What is asked: Go through all of the material below and switch "on a single line" to "on one line" wherever it occurs. Keep every other part of the lines the same.

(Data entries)

..........

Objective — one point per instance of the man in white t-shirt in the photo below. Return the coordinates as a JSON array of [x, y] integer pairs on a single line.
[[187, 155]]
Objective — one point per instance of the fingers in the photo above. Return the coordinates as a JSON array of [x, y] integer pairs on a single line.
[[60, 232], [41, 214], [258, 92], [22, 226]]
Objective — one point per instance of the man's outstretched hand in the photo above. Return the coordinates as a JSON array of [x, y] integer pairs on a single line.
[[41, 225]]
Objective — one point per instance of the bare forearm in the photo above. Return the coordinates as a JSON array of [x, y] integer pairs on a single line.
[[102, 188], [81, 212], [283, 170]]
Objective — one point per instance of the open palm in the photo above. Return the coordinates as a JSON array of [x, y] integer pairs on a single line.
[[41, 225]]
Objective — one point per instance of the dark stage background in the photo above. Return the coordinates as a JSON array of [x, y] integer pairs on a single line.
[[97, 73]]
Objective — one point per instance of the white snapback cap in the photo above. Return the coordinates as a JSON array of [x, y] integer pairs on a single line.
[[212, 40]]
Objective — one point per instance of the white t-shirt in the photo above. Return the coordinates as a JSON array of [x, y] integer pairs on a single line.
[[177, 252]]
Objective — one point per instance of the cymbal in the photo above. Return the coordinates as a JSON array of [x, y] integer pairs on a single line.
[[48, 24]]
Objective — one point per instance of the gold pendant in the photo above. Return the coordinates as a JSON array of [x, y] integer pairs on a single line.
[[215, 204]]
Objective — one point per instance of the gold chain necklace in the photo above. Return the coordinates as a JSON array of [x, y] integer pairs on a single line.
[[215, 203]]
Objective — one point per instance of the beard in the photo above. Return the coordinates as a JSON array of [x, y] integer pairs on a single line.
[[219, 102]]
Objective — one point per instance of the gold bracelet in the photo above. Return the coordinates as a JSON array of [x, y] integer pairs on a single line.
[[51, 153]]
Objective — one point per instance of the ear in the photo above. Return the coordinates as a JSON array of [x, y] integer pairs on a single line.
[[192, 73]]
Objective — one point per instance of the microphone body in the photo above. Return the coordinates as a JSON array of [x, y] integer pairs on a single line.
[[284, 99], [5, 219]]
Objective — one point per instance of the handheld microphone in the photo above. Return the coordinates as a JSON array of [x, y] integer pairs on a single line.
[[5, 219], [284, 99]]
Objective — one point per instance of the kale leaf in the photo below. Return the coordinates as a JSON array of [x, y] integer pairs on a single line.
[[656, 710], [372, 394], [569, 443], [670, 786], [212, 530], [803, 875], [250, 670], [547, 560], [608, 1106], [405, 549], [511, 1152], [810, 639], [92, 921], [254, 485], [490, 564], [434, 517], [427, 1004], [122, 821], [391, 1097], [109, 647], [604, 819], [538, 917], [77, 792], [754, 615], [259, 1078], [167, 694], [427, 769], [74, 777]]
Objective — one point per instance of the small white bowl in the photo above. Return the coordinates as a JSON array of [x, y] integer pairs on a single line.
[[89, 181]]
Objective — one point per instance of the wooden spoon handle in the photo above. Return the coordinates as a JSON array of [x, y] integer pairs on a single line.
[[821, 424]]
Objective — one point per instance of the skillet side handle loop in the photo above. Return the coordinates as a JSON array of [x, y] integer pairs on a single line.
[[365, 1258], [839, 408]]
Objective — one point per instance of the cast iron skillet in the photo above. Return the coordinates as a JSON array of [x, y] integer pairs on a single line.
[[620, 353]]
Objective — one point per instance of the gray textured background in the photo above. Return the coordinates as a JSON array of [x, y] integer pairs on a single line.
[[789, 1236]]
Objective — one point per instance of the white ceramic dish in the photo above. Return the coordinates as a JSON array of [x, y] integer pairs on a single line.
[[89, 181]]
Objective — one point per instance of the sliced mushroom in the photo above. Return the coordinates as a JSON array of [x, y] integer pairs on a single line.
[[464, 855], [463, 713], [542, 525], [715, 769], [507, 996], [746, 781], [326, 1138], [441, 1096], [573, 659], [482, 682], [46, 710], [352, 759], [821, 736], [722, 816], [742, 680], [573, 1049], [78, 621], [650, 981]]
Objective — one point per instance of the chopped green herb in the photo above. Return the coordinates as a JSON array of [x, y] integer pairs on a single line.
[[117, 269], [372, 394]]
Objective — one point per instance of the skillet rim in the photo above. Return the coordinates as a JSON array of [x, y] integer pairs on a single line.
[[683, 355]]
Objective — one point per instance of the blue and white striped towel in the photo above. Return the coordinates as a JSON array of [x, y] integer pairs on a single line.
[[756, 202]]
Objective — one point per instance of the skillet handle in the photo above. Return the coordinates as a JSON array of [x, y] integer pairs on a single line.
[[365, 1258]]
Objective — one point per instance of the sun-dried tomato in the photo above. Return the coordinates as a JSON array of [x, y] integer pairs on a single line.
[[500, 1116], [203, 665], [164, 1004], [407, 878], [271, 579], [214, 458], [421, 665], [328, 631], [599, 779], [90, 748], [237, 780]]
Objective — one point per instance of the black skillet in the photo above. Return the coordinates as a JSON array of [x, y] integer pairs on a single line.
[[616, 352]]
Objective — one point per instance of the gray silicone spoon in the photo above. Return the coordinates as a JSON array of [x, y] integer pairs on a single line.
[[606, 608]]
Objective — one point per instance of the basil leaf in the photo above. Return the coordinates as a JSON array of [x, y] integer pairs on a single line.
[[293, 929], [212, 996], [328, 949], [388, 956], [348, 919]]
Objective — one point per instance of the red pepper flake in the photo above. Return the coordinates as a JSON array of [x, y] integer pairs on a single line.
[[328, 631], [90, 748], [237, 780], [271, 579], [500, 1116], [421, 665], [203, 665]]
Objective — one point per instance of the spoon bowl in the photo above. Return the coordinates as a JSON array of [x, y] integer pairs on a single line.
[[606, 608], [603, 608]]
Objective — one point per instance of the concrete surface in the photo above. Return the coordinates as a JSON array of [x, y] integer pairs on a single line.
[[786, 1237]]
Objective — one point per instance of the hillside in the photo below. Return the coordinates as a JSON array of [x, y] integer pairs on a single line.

..........

Task result:
Objective — one point per instance of the man in white t-shirt in the photo below. Return the coordinates as a JSON array of [x, y] integer pairs on one line.
[[187, 155]]
Objective — one point per instance of the fingers in the photo above. Return the coordinates as a JSON array of [x, y] integer pairs on one line.
[[60, 232], [41, 214], [258, 92], [22, 226]]
Objective — one point per instance of the man's outstretched hand in the photo above. Return the coordinates as a JSON array of [x, y] integer pairs on one line.
[[41, 225]]
Objective — one point per instance of the bare forearm in the photo above. Return the coordinates as a JSON array of [x, y] integer pairs on one line.
[[102, 188], [81, 212], [283, 170]]
Objective — one point per instance of the open palm in the photo above. Return the coordinates as a JSON array of [x, y] integer pairs on one line.
[[41, 225]]
Objective — one point per instance of the dark stage background in the photo above. Return the coordinates as a JSON array of [x, y] integer pairs on one line.
[[97, 73]]
Objective — one point per instance of the white snapback cap in the photo above. Return the coordinates as a JSON array of [x, y] integer pairs on one line.
[[212, 40]]
Objective — one point per instance of the white t-shirt in the photo above. Return the coordinates as a JSON array of [x, y] integer pairs on one line.
[[177, 252]]
Objective — one point per instance of the cymbal in the photo above. Return the coordinates as a JSON array of [x, y] integer pairs on one line.
[[48, 24]]
Objective — one point per instance of the gold pendant in the photo above. Return the coordinates as a JSON array of [x, y] integer pairs on one line.
[[215, 204]]
Objective — one point per instance of the gold chain necklace in the photo above. Return the coordinates as a JSON array of [x, y] integer pairs on one line.
[[215, 203]]
Objective — one point per instance of the beard in the photo above. Return the coordinates as a JSON array of [x, y] integer pairs on one line.
[[219, 102]]
Objective — one point per instance of the gold bracelet in the photo above. Return the coordinates as a JSON array of [x, y] integer pairs on one line.
[[51, 153]]
Objective — one point per instance of the ear in the photo above. Return the coordinates as a JSON array of [x, y] integer pairs on one line.
[[192, 73]]
Objective — one point per instance of the microphone body in the photo above. Return the coordinates as a JSON array of [x, y] integer pairs on one line.
[[284, 99], [5, 219]]
Objective — one point per instance of the handheld microphone in the photo above. Return the coordinates as a JSON array of [x, y] integer pairs on one line.
[[5, 219], [284, 99]]
Objective — one point per instance of the kale leaf in the photo below. Return the coordinates as a JSON array of [x, y] integer pairs on one line.
[[656, 710], [372, 394], [569, 443], [670, 786], [212, 530], [803, 875], [250, 670], [547, 560], [608, 1106], [405, 549], [511, 1152], [810, 639], [92, 921], [254, 485], [490, 564], [434, 517], [427, 1004], [122, 821], [391, 1097], [109, 647], [604, 819], [538, 917], [77, 792], [754, 615], [259, 1078], [167, 694], [427, 769], [74, 777]]
Objective — one point per instance of the small white bowl in the photo above. Return the coordinates as a JSON array of [x, y] integer pairs on one line.
[[89, 181]]
Objective — one point per instance of the wooden spoon handle in the photo above. Return the coordinates as a JSON array of [x, y] integer pairs on one line.
[[821, 424]]
Objective — one point per instance of the skillet side handle loop in the photo above. Return the coordinates as a JSON array of [x, y] integer pairs on one line.
[[365, 1258], [839, 408]]
Objective — one point per instance of the cast iron skillet in the photo above. Return the coordinates as a JSON array of [x, y] integer pairs on one line.
[[620, 353]]
Objective — one point per instance of the gray textured background in the photo above. Return the coordinates as a JSON array of [x, y] integer pairs on one line.
[[789, 1236]]
Objective — one point per instance of the white ceramic dish in the photo above. Return the coordinates as a JSON array of [x, y] integer pairs on one line.
[[89, 181]]
Objective — one point per instance of the sliced mushroom in the photo above. Return the coordinates as a JSON array of [x, y] integer pairs on one line.
[[464, 855], [463, 713], [542, 525], [715, 769], [507, 996], [746, 781], [326, 1138], [441, 1096], [573, 659], [482, 682], [46, 710], [352, 759], [821, 736], [722, 816], [742, 680], [573, 1049], [78, 621], [650, 981]]
Objective — one point per instance of the chopped green herb in the photo above. Return the coordinates as a JSON array of [x, y] integer pairs on one line.
[[117, 269], [372, 394]]
Objective — one point per instance of the skillet rim in the photo above. Return the coordinates as a JSON array of [x, y] integer pairs on one line.
[[683, 355]]
Objective — one point per instance of the blue and white striped towel in the photo above. Return the coordinates as a JSON array of [x, y] integer pairs on one line.
[[756, 202]]
Objective — one point per instance of the skillet handle in the photo above. Return the coordinates as a JSON array of [x, y] integer pairs on one line.
[[365, 1258]]
Objective — one point per instance of the sun-dried tomato in the photo above. Return the coordinates as a JSON array of [x, y] integer pairs on one line.
[[500, 1116], [203, 665], [164, 1004], [407, 878], [271, 579], [214, 458], [421, 665], [328, 631], [599, 779], [90, 748], [237, 780]]
Objective — one point per instance of the black skillet in the photo above. Return the coordinates as a JSON array of [x, y] integer pairs on one line.
[[616, 352]]
Objective — one point per instance of the gray silicone spoon in the photo above. Return the coordinates as a JSON array of [x, y] integer pairs on one line.
[[606, 608]]
Objective — one point per instance of the basil leaf in the photo above. Return the coordinates as a JSON array of [x, y] integer pairs on one line.
[[293, 929], [212, 996], [328, 949], [388, 956], [348, 919]]
Objective — one point per instance of the red pepper flake in the photo above. Return the coordinates as a JSON array of [x, y] integer pairs on one line.
[[328, 631], [90, 748], [237, 780], [271, 579], [500, 1116], [421, 665], [203, 665]]
Objective — one point per instance of the spoon bowl in the photo above. Return the coordinates as a JSON array of [x, y] integer pairs on one line.
[[606, 608], [603, 608]]
Objective — one point per instance of the concrete surface in the photo above. Return the coordinates as a JSON array of [x, y] integer pairs on one line.
[[786, 1237]]
Objective — one point per instance of the hillside in the photo below. Return the coordinates as a JSON array of [x, y] integer pairs on one line.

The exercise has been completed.